Your assignment - Should a picture appear anywhere in the data, omit it and copy everything else exactly.

———

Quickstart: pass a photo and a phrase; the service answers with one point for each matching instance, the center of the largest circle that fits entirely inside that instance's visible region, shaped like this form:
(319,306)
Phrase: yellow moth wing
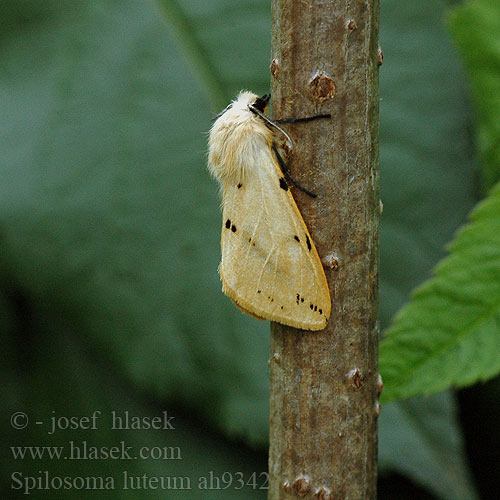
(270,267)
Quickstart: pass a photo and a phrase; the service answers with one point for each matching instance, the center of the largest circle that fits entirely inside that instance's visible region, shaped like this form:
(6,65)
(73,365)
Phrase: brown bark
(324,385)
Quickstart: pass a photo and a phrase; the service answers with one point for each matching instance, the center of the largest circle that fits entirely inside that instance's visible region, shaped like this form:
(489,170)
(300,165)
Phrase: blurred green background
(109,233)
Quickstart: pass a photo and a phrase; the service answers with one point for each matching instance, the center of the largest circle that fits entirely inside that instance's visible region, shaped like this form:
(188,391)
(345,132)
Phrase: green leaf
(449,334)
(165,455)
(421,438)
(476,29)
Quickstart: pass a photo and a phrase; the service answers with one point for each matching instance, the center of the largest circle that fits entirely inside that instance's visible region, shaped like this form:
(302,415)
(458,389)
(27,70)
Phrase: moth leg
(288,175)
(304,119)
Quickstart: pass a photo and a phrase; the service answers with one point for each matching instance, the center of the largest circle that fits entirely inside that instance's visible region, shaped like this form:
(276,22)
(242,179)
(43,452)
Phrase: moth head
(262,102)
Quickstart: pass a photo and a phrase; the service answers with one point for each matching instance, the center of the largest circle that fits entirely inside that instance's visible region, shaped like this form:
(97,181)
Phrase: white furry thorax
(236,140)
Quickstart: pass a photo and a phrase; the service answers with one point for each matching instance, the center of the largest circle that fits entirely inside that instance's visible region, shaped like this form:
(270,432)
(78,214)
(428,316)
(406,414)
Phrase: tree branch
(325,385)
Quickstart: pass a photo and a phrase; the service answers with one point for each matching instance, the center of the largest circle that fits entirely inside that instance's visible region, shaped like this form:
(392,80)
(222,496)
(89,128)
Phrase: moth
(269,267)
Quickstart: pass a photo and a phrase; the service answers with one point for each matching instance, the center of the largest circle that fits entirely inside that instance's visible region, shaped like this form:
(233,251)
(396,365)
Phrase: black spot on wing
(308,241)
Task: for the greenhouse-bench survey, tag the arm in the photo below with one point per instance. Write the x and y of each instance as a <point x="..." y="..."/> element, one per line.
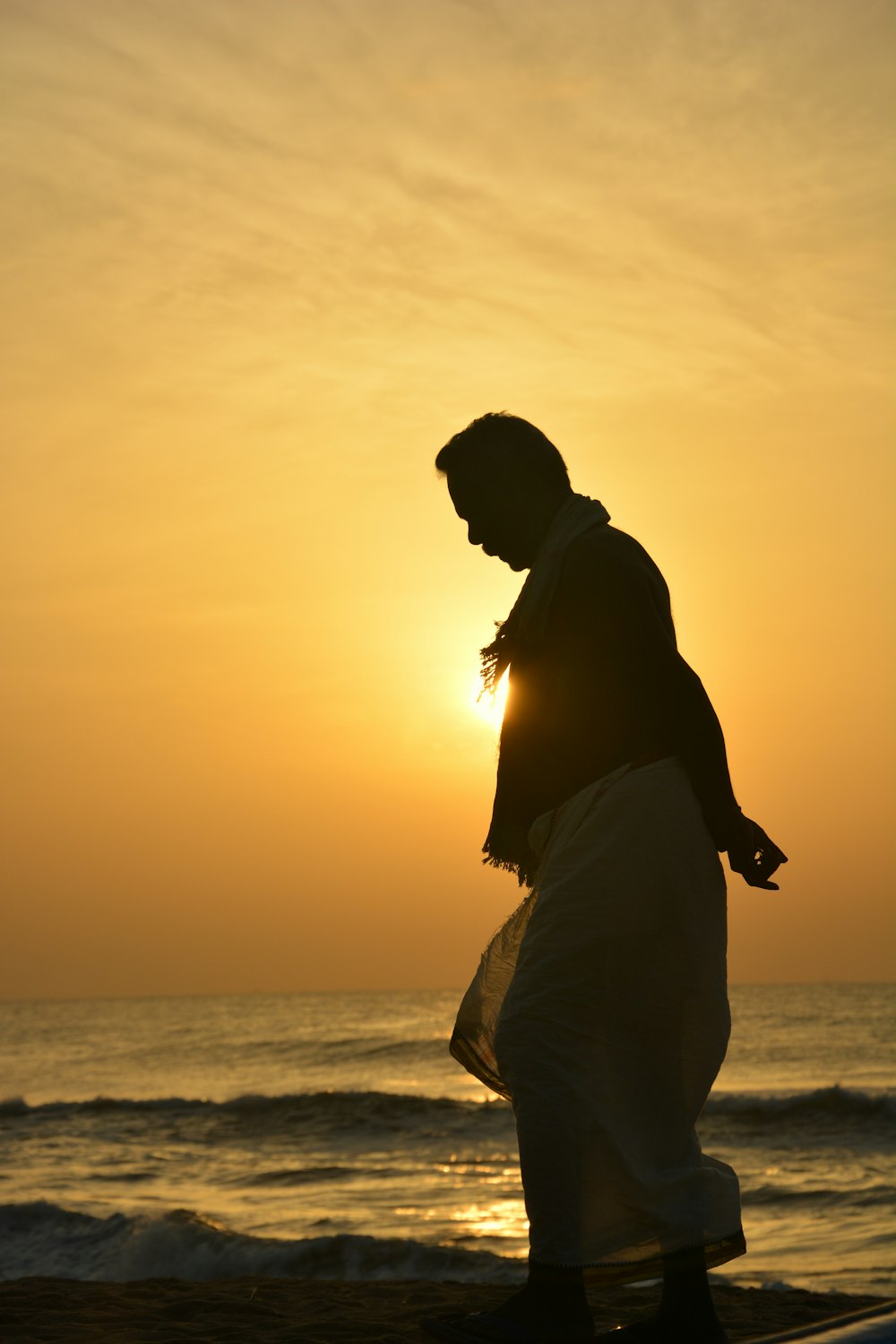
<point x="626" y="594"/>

———

Solution to the exercise -
Quickstart: pass a photo and a phrase; the service answers with one point for each matching instance, the center of the largest circle that fits entirely inside that instance's visible region, shaped like this form:
(319,306)
Phrase: yellow moth wing
(270,267)
Quickstart: pass a photo and a phrase; the service answers with one point for each matching instance, the center of the largest circle that fits entirely inside that instance's visible region, shaped like this form:
(6,65)
(73,365)
Phrase: brown bark
(324,385)
Quickstart: pass a photo and a phrase; the service answers with one point for each matching instance, the center of the largest circle that fits entirely inside that instance's visible region, shaped like this form:
(489,170)
(300,165)
Phrase: blurred green background
(109,233)
Quickstart: pass a photo and a phrase; the service answers with one point for each matching instance, the center of the largest circle that fits entirely inside that instance's visible region, shaped like this form:
(188,391)
(345,132)
Phrase: green leaf
(449,334)
(165,455)
(421,438)
(476,29)
Quickstart: pass a photo and a phrase; the service answers with one point for each matching instance, the center of the largest circle that fits entirely inside that instance's visible region, shaped like this form:
(302,415)
(458,389)
(27,70)
Phrase: moth leg
(288,175)
(304,119)
Quickstart: pass a photo and a phrase; the service answers with one point for each matching instance, the center of the largest circle that fits entirely inside that instance's visible region, shaped like this form:
(276,22)
(242,179)
(43,452)
Phrase: moth head
(262,102)
Quickstart: pass a photo and a phrase; the service answers with one point for each matching instance, the center of the largest circle that fits entirely inside that instance's visible region, shaped like this form:
(97,181)
Phrase: white furry thorax
(236,140)
Quickstart: pass a photo and a phrase; the service answers with one point for each matching instance, the center of the largest circle that fits entirely inside that instance's visible region, shaped like this form:
(270,432)
(78,214)
(428,316)
(406,414)
Phrase: tree branch
(325,385)
Quickstart: pass a photo and a phrase; the service answers with one point for each matching instance, the center of the largest circle that fits entirely inside that instance's visible region, shaped like this form:
(392,80)
(222,496)
(89,128)
Phrase: moth
(269,267)
Quickstart: pass a photo and a phrase; the service answers with one point for each matching instance, the center of the largest circle that fits entirely inside that instance's visible region, shaped like this form:
(233,251)
(396,365)
Phrase: black spot on wing
(308,241)
Task: for the greenhouse-bench survey, tag the arm in the photo below with one point per instance. Write the x and y of each instance as a <point x="..." y="..."/> element, one per line.
<point x="626" y="594"/>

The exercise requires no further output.